◆ **WORK REQUIRED**: Your task is to write out exactly the lines from the line containing "Target — shrub." through the end of the records, inclusive at both ends.

# # # # #

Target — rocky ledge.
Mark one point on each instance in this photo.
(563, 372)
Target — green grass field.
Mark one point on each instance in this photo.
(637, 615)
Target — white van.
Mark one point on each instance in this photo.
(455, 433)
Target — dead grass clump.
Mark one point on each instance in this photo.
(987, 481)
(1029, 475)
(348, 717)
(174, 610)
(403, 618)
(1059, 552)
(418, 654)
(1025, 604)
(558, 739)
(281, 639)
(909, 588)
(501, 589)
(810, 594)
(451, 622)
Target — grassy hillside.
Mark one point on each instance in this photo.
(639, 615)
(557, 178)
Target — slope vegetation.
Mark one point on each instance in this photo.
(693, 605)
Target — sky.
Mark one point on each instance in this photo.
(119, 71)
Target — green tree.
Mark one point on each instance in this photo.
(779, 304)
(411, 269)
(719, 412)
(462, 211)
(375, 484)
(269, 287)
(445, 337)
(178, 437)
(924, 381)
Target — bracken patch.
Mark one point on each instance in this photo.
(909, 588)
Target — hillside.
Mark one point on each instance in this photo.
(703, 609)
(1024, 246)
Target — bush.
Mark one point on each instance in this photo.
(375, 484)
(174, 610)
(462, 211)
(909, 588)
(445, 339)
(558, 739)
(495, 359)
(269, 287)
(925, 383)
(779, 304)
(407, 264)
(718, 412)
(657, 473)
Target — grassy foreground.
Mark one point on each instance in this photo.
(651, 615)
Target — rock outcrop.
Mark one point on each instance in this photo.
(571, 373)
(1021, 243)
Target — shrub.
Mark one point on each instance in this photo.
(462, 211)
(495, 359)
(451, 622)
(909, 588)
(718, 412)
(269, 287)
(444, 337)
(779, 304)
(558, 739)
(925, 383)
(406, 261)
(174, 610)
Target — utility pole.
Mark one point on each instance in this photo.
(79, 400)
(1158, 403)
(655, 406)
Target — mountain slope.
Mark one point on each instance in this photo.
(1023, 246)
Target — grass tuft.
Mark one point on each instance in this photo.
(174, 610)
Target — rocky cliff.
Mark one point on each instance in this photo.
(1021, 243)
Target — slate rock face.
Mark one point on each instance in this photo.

# # # # #

◆ **FINISHED ANSWER**:
Target — shrub.
Mark one point on each instance in this photo.
(462, 211)
(495, 359)
(451, 622)
(909, 588)
(718, 412)
(269, 287)
(444, 337)
(779, 304)
(558, 739)
(925, 383)
(406, 261)
(174, 610)
Target — utility pole.
Mark one point on each instance in this photo.
(79, 400)
(1158, 403)
(655, 406)
Target — mountain slope.
Mark one point on each instance in this photo.
(1023, 246)
Target — grass tuft.
Mark one point on each instance in this photo.
(174, 610)
Target — rocky cliff.
Mark one point on each instance in this photo.
(1021, 243)
Target — slate rock face.
Mark one point on each instance in this photo.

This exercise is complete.